Write out all of the data exactly as it appears.
= = = = =
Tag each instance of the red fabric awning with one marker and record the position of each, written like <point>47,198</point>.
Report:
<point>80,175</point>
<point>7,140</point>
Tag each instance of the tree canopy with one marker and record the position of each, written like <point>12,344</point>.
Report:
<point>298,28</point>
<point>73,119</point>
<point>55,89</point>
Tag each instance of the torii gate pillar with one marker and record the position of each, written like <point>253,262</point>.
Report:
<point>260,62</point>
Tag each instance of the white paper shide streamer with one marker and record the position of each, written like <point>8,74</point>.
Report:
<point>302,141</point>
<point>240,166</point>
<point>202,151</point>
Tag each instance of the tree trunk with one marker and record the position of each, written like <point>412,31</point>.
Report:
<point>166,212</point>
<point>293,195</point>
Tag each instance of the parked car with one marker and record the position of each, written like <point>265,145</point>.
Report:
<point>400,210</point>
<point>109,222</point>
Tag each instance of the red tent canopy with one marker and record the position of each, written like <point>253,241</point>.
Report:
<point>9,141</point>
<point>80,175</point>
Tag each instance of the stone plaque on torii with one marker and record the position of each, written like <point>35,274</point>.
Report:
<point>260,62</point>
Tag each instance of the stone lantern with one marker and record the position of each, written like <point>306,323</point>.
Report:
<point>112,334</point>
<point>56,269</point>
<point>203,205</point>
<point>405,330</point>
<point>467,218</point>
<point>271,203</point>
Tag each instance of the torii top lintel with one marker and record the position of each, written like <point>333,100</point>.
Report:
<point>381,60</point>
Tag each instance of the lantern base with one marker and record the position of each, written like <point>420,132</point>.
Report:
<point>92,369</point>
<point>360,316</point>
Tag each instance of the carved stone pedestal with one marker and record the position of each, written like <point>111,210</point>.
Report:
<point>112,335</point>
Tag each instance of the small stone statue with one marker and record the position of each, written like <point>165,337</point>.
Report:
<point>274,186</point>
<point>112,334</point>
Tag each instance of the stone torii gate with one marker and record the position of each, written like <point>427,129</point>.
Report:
= = = = =
▶ Task result
Tag each instance of the red fabric awning with one marker and record the position of each, written like <point>47,198</point>.
Report:
<point>80,175</point>
<point>7,140</point>
Tag each instance of the tree canopy with one marker and record the position of each, written like <point>12,344</point>.
Report:
<point>298,28</point>
<point>73,119</point>
<point>55,89</point>
Tag each instance of the torii gate pillar with one marker and record the position of each, written like <point>253,262</point>.
Report:
<point>260,62</point>
Tag each instance of the white paper shide streamer with one marker and record the position of each, written like <point>8,74</point>.
Report:
<point>302,141</point>
<point>240,166</point>
<point>202,151</point>
Tag each instance of the tree trunk with one marker and record the position of each, written like <point>412,31</point>.
Report:
<point>166,212</point>
<point>293,195</point>
Tag each instance of the parked car with one marker and record the position of each, written like <point>265,145</point>.
Report:
<point>400,210</point>
<point>109,222</point>
Tag each instance of the red tent canopy with one marker and record the position of each, written like <point>253,241</point>.
Report:
<point>9,141</point>
<point>80,175</point>
Tag each instance of the stone plaque on torii with one marker and record the position of each, written like <point>35,274</point>.
Report:
<point>260,62</point>
Tag each instance of the stone lantern with one marker and record the position of each, written like <point>306,323</point>.
Report:
<point>112,334</point>
<point>56,269</point>
<point>203,205</point>
<point>405,330</point>
<point>467,218</point>
<point>271,203</point>
Tag each instance of the torii top lintel with one marker and record the position of each, written like <point>333,100</point>.
Report:
<point>381,60</point>
Tag each instance of the lantern base with one marker and record the position of each, written like <point>420,132</point>.
Report:
<point>92,369</point>
<point>360,316</point>
Tag each instance of the carved stone pedestal with one marker and record the position of each, written like <point>111,210</point>.
Report:
<point>112,335</point>
Tag each instance of the small stone statue with one marker and record the position of each, written like <point>165,337</point>.
Report:
<point>274,186</point>
<point>112,334</point>
Tag each instance of the stone torii gate with one marker and record the position of each, written like <point>427,129</point>.
Report:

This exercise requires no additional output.